WHAT YOU NEED TO DO: Copy every one of the following items word for word, with no changes.
[BEGIN TASK DATA]
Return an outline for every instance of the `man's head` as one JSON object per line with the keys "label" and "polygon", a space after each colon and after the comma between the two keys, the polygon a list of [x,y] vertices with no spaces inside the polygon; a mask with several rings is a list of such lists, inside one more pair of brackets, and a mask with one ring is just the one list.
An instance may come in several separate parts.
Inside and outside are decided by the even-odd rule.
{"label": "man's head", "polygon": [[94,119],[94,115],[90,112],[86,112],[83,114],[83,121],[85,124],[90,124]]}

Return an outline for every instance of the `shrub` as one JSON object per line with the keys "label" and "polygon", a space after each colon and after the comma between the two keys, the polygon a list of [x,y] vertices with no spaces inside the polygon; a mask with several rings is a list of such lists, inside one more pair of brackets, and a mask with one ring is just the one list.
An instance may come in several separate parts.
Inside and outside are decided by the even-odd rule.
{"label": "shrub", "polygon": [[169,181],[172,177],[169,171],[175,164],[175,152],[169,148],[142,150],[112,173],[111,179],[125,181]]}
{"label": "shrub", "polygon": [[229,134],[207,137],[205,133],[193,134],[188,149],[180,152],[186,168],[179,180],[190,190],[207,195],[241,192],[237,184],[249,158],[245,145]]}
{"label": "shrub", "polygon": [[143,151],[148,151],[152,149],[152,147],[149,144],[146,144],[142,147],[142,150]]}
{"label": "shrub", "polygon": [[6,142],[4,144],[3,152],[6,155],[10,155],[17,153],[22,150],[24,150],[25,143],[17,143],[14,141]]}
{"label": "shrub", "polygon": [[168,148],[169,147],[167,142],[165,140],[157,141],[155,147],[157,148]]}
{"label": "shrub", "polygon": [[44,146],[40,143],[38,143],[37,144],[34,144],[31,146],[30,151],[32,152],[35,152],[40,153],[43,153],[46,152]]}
[END TASK DATA]
SOLUTION BELOW:
Return an outline for every instance of the `man's head` as one JSON object per line with the keys "label" and "polygon", a space after each colon and after the comma between the two keys, the polygon a list of [x,y] vertices with no spaces inside the polygon; a mask with several rings is a list of such lists, inside one more pair of brackets, and a mask with one ring is just the one list.
An instance may come in several separate parts.
Inside and outside are decided by the even-odd rule.
{"label": "man's head", "polygon": [[94,119],[94,115],[90,112],[86,112],[83,114],[83,121],[85,124],[90,124]]}

Return an outline for every instance of the `shrub` as one JSON object per line with the keys "label" and "polygon", a space after each colon and after the comma between the two keys, the polygon a list of [x,y] vertices with no spaces inside the polygon; a mask with several rings is a list of such lists, inside one more pair of brackets, and a mask with one ring is just the one list.
An instance may come in several separate parts.
Inside and outside are decided by the even-odd rule.
{"label": "shrub", "polygon": [[169,181],[172,177],[169,171],[175,164],[175,152],[169,148],[142,150],[112,173],[111,179],[125,181]]}
{"label": "shrub", "polygon": [[229,134],[207,137],[205,133],[193,134],[188,149],[180,152],[186,168],[179,180],[190,190],[207,195],[241,192],[237,184],[249,158],[245,145]]}
{"label": "shrub", "polygon": [[143,151],[148,151],[152,149],[152,147],[149,144],[146,144],[142,147],[142,150]]}
{"label": "shrub", "polygon": [[6,142],[4,144],[3,152],[6,155],[10,155],[17,153],[22,150],[24,150],[25,143],[17,143],[14,141]]}
{"label": "shrub", "polygon": [[168,148],[169,147],[167,142],[165,140],[157,141],[155,147],[157,148]]}
{"label": "shrub", "polygon": [[44,146],[40,143],[38,143],[37,144],[34,144],[31,146],[30,151],[32,152],[35,152],[40,153],[43,153],[46,152]]}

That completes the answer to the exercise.